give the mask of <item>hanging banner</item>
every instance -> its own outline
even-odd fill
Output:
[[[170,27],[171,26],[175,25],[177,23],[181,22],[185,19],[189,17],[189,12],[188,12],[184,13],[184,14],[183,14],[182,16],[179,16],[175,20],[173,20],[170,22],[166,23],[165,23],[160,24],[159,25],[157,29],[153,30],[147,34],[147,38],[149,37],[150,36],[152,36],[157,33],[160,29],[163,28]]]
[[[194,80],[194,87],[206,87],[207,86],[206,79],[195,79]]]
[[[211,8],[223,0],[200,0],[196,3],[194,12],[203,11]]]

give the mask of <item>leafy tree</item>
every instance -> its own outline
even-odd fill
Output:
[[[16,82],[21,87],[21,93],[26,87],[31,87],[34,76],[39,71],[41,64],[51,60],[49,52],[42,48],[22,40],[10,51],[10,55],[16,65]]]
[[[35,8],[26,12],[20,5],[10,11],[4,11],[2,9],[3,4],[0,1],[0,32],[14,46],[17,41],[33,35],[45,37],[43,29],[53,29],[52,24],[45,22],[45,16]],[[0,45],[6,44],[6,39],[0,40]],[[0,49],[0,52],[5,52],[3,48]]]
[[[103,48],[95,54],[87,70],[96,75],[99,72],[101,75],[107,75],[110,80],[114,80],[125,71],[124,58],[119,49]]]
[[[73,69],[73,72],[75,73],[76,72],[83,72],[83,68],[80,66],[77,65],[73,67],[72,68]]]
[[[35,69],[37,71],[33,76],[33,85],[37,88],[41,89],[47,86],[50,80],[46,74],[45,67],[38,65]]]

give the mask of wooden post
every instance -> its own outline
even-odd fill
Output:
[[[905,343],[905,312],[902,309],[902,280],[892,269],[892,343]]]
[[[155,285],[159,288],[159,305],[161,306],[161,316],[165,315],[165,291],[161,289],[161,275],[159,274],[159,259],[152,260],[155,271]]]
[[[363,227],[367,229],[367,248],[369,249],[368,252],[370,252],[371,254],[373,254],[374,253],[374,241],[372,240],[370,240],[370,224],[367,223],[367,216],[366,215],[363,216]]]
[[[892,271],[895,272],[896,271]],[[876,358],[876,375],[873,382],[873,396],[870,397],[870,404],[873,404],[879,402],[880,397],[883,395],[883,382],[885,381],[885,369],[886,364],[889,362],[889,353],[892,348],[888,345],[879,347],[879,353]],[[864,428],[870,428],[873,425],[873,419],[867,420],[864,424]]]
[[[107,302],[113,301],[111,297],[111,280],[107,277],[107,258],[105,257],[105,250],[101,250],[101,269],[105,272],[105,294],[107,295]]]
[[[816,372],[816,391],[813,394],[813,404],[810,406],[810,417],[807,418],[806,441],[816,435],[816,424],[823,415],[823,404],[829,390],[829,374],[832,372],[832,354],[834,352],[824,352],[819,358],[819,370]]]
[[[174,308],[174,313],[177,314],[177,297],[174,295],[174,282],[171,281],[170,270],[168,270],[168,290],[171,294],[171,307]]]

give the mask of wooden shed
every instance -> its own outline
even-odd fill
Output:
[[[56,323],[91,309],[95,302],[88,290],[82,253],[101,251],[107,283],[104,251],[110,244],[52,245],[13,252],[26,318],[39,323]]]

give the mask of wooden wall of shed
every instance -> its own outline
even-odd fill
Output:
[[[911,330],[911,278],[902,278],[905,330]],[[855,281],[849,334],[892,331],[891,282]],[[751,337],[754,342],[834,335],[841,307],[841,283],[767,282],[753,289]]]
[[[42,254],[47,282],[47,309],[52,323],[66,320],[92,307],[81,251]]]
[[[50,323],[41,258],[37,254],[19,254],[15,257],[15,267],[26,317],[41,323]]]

====================

* [Required work]: Repeat the lines above with each "even-odd fill" changed to "nonzero fill" and nothing else altered.

* [Answer for the task]:
give the mask of <item>hanging banner</item>
every instance -> its own outline
nonzero fill
Output:
[[[170,27],[171,26],[175,25],[177,23],[181,22],[185,19],[189,17],[189,12],[188,12],[184,13],[184,14],[183,14],[182,16],[179,16],[175,20],[173,20],[170,22],[166,23],[165,23],[160,24],[159,25],[157,29],[153,30],[147,34],[147,38],[149,37],[150,36],[152,36],[157,33],[160,29],[163,28]]]
[[[194,80],[194,87],[206,87],[207,86],[206,79],[195,79]]]
[[[211,8],[223,0],[200,0],[196,3],[194,12],[203,11]]]

give the mask of <item>leafy tree</item>
every instance -> its own outline
nonzero fill
Output:
[[[16,82],[21,87],[21,93],[26,87],[31,87],[34,76],[39,71],[41,64],[51,60],[49,52],[42,48],[22,40],[10,51],[10,55],[16,65]]]
[[[35,8],[26,12],[20,5],[10,11],[4,11],[2,9],[3,4],[0,1],[0,32],[14,46],[17,41],[33,35],[45,37],[43,29],[53,29],[52,24],[45,22],[45,16]],[[0,45],[6,44],[6,39],[0,40]],[[0,49],[0,52],[5,52],[3,48]]]
[[[103,48],[95,54],[87,70],[96,75],[99,72],[101,75],[107,75],[110,80],[114,80],[125,71],[124,58],[119,49]]]
[[[73,69],[73,72],[75,73],[76,72],[83,72],[83,68],[80,66],[77,65],[73,67],[72,68]]]
[[[35,69],[37,71],[33,76],[33,85],[37,88],[41,89],[47,86],[50,80],[46,74],[45,67],[38,65]]]

give the mask of wooden post
every instance -> its own outline
nonzero fill
Output:
[[[905,343],[905,312],[902,309],[902,280],[892,269],[892,343]]]
[[[155,285],[159,288],[159,305],[161,306],[161,316],[165,315],[165,291],[161,289],[161,275],[159,274],[159,259],[152,260],[155,271]]]
[[[363,227],[367,229],[367,248],[369,249],[368,252],[370,252],[371,254],[373,254],[374,253],[374,241],[372,240],[370,240],[370,224],[367,223],[367,216],[366,215],[363,216]]]
[[[892,271],[895,272],[896,271]],[[876,358],[876,375],[873,382],[873,396],[870,397],[870,404],[873,404],[879,402],[880,397],[883,395],[883,382],[885,381],[885,369],[886,364],[889,362],[889,353],[892,348],[888,345],[879,347],[879,353]],[[864,428],[870,428],[873,425],[873,419],[867,420],[864,424]]]
[[[107,302],[113,301],[111,297],[111,280],[107,277],[107,258],[105,257],[105,250],[101,250],[101,269],[105,272],[105,294],[107,295]]]
[[[816,372],[816,391],[813,394],[813,404],[810,406],[810,417],[807,418],[806,441],[816,435],[816,424],[823,415],[823,404],[829,390],[829,374],[832,372],[832,354],[834,352],[824,352],[819,358],[819,370]]]
[[[174,308],[174,313],[177,314],[177,297],[174,295],[174,282],[171,281],[170,270],[168,270],[168,290],[171,294],[171,307]]]

give the mask of wooden shed
every instance -> its own outline
nonzero fill
Output:
[[[56,323],[91,309],[95,302],[88,290],[82,253],[101,251],[107,283],[104,251],[110,244],[52,245],[13,252],[26,318],[39,323]]]

give the mask of wooden wall of shed
every instance -> its own outline
nonzero fill
Output:
[[[911,330],[911,278],[902,278],[905,330]],[[855,281],[849,334],[892,331],[891,282]],[[751,337],[754,342],[834,335],[841,307],[841,283],[767,282],[753,289]]]
[[[42,254],[47,282],[47,309],[52,323],[66,320],[92,307],[81,251]]]
[[[50,323],[41,258],[37,254],[19,254],[15,257],[15,267],[26,317],[41,323]]]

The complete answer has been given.